++++ Material supplied

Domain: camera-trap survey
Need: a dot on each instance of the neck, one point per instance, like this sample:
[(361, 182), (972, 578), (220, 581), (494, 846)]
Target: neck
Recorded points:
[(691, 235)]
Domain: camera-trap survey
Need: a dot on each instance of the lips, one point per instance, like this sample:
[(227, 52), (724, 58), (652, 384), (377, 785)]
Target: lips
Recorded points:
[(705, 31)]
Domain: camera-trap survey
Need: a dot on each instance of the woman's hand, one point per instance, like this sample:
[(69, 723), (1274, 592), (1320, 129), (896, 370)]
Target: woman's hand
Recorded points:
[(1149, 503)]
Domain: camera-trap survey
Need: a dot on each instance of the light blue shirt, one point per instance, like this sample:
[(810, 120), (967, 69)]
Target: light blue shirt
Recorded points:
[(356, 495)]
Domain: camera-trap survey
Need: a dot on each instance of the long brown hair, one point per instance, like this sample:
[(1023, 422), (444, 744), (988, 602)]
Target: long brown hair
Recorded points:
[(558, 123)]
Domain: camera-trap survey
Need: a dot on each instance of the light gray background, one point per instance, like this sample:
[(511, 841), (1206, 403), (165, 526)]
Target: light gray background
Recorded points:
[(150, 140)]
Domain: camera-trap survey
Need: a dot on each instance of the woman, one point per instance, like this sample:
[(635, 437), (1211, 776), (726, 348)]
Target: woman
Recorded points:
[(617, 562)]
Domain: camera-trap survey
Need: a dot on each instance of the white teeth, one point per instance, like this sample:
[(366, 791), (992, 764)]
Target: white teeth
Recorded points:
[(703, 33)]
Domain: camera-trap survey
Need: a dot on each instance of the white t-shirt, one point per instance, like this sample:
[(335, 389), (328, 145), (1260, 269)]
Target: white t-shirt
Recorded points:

++++++++

Goal -
Reproduce all of the items above word for word, line by line, in the same order.

Expected output -
Domain: camera-trap survey
Need: a dot on each instance of the neck, one point per instance, like this sample:
[(361, 182), (972, 578), (220, 581), (494, 846)]
Target: neck
Recorded points:
[(691, 235)]
Domain: camera-trap survey
Need: a dot on each instance of the lips, one point per instance, like this sample:
[(227, 52), (724, 58), (652, 384), (377, 785)]
Target: lips
Recorded points:
[(705, 31)]
Domain: camera-trap survey
Need: a dot on each instance of the woman's hand, one point per instance, like this sample:
[(69, 723), (1274, 592), (1320, 129), (896, 370)]
Target: woman's hand
Recorded points:
[(1149, 503)]
Domain: camera-trap survey
Need: a dot on each instance of the light blue shirt, one point per instance, like this sample:
[(810, 120), (967, 69)]
Target: light blue shirt
Recorded points:
[(356, 495)]
Domain: camera-trap survey
Need: a dot on each instance of the long brown hair, one point per instance, like this sample:
[(1023, 422), (444, 744), (988, 602)]
Target: long brown hair
Recorded points:
[(558, 123)]
Domain: camera-trap survey
Need: a dot on each instance of the light gray background, one point per instance, like this sample:
[(511, 841), (1206, 403), (165, 526)]
Target: light gray background
Recorded points:
[(150, 140)]
Domain: camera-trap survey
Need: a dot on each instance of the woman, one point per instance, like this sample:
[(635, 437), (1211, 776), (726, 348)]
Target: woman
Recorded points:
[(617, 562)]
Domain: camera-trap survey
Need: a dot on each instance of the white teeth, one point per instance, like this sample:
[(366, 791), (992, 764)]
Target: white teeth
Recorded points:
[(703, 33)]
Domain: camera-trap survey
Need: a dot on each instance of the white t-shirt, one point per instance, like this sample:
[(335, 389), (328, 145), (1260, 269)]
Target: white t-shirt
Recorded points:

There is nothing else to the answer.